Starting at the line containing "[locate] green grass" and continuing through the end of the items, substitute "stem" for "blade" and write those lines out again with everything else unchanged.

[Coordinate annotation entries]
--- --- ---

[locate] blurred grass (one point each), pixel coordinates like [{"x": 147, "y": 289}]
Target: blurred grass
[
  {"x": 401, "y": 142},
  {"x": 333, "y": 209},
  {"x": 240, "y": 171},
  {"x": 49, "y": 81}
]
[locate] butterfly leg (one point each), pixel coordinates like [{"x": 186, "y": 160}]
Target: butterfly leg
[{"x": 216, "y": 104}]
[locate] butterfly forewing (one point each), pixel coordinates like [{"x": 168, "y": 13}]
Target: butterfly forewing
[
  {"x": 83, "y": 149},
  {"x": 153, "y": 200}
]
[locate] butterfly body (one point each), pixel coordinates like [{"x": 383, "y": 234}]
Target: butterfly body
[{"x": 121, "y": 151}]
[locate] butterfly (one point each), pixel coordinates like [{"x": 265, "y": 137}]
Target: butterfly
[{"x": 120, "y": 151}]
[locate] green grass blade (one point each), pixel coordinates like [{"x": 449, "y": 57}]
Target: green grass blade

--- --- ---

TASK OUTPUT →
[locate] green grass stem (one point each), pixel coordinates like [{"x": 449, "y": 57}]
Target: green grass stem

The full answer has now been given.